» **Source extract**:
□ □ □ □

Wednesday, December 19, 2012

Fuji 18-55mm Zoom Lens Test Run

I received my lens on Monday and did some preliminary shooting with it, but today was the first day I had a chance to hit the streets of New York with this lens. First some caveats: my testing is by no means scientific, I'm not a pixel peeper. I can only attest to how the lens performs given the kind of shooting at which I am adept and love to do - street. What's important to me is how the camera and lens feels in my hand in the field, and the extent to which the quality of the images they produce satisfies my expectations.

That said, after one afternoon on the street in Manhattan I can easily say I love this lens.  I haven't shot with a zoom lens since I put down my Nikon D700 (I mean put down as in laid it on the table, not as with a pet). Since I got my XP1 I've shot exclusively with the prime 18mm and 35mm lenses. It's a totally different mindset. I've got a lot of practicing to do to get up to snuff with a zoom lens again.

□ □ □ □

» **Dataset excerpts**:
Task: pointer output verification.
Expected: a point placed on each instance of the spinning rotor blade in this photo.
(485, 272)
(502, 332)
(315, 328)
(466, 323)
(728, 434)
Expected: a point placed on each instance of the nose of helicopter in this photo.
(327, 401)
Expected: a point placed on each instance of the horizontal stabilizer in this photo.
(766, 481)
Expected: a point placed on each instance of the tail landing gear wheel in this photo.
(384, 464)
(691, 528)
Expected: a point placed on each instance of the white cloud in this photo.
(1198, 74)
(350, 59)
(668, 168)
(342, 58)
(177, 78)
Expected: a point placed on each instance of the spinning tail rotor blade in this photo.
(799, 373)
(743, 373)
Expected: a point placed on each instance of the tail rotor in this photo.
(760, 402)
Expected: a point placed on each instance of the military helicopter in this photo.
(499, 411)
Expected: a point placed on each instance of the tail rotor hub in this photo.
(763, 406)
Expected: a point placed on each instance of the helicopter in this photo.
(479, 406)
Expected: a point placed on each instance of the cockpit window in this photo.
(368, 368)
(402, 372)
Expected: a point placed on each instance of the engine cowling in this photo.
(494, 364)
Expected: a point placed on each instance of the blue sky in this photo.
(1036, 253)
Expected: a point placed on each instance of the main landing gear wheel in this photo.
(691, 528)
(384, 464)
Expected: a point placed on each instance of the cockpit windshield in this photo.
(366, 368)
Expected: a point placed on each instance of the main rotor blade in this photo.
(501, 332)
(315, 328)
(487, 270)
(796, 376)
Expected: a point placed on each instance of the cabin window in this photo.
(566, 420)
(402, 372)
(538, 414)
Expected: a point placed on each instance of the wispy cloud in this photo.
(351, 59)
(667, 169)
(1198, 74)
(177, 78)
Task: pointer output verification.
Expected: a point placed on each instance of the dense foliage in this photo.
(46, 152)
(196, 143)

□ □ □ □

» **Problem statement**: Reproduce the entire Fuji 18-55mm lens post above, word for word.

» **Answer space**:
Wednesday, December 19, 2012

Fuji 18-55mm Zoom Lens Test Run

I received my lens on Monday and did some preliminary shooting with it, but today was the first day I had a chance to hit the streets of New York with this lens. First some caveats: my testing is by no means scientific, I'm not a pixel peeper. I can only attest to how the lens performs given the kind of shooting at which I am adept and love to do - street. What's important to me is how the camera and lens feels in my hand in the field, and the extent to which the quality of the images they produce satisfies my expectations.

That said, after one afternoon on the street in Manhattan I can easily say I love this lens.  I haven't shot with a zoom lens since I put down my Nikon D700 (I mean put down as in laid it on the table, not as with a pet). Since I got my XP1 I've shot exclusively with the prime 18mm and 35mm lenses. It's a totally different mindset. I've got a lot of practicing to do to get up to snuff with a zoom lens again.